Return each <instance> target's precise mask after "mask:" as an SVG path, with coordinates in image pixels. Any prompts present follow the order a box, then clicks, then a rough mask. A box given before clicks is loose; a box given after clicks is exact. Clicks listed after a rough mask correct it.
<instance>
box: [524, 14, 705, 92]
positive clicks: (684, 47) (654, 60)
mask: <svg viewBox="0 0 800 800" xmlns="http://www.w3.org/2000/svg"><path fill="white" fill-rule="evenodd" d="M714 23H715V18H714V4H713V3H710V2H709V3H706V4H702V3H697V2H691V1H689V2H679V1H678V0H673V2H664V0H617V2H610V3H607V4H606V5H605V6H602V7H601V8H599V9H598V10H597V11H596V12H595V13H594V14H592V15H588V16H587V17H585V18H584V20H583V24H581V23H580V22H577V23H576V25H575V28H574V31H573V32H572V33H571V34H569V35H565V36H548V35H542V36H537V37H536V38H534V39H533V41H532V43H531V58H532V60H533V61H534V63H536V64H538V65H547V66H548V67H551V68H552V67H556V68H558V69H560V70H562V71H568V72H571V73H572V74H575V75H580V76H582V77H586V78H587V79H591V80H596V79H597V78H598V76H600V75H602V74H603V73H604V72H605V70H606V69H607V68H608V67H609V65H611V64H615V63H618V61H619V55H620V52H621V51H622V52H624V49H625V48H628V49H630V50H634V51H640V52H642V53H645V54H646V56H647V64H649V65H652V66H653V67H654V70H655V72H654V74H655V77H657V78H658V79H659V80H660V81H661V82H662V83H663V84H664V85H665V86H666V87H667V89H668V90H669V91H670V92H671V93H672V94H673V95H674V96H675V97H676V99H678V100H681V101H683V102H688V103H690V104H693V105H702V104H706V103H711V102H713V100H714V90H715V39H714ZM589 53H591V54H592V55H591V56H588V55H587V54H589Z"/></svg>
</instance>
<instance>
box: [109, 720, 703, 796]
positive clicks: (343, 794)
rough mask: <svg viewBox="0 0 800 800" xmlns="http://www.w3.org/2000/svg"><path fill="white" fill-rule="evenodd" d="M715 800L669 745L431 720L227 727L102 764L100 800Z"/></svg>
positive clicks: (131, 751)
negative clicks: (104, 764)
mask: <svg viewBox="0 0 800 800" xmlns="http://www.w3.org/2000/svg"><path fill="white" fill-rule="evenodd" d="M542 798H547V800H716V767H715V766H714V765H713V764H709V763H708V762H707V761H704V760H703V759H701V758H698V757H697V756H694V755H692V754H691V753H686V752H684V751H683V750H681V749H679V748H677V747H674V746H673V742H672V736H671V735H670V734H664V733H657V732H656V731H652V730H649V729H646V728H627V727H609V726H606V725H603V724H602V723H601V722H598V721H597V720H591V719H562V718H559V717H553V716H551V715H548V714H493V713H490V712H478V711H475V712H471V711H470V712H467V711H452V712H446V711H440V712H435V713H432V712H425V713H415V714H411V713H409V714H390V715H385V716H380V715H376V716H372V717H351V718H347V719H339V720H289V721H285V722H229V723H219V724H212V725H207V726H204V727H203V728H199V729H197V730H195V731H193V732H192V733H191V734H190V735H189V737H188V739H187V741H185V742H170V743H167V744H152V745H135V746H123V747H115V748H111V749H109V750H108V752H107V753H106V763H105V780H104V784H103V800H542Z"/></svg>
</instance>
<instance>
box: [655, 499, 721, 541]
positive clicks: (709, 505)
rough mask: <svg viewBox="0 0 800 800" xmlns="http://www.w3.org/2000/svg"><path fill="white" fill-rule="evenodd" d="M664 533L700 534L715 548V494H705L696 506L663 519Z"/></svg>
-*-*-
WHAT TO PRODUCE – Pull every line containing "rough" from the material above.

EXERCISE SOLUTION –
Return each <instance> target's precise mask after "mask:" as an SVG path, with coordinates in image pixels. Any prompts present follow the order a box, then clicks, then a rough mask. A box given before clicks is loose; a box given after clicks is exact. Clicks listed after a rough mask correct it.
rough mask: <svg viewBox="0 0 800 800" xmlns="http://www.w3.org/2000/svg"><path fill="white" fill-rule="evenodd" d="M715 800L669 745L431 720L227 727L102 764L100 800Z"/></svg>
rough mask: <svg viewBox="0 0 800 800" xmlns="http://www.w3.org/2000/svg"><path fill="white" fill-rule="evenodd" d="M664 533L700 534L715 548V494H705L696 506L663 519Z"/></svg>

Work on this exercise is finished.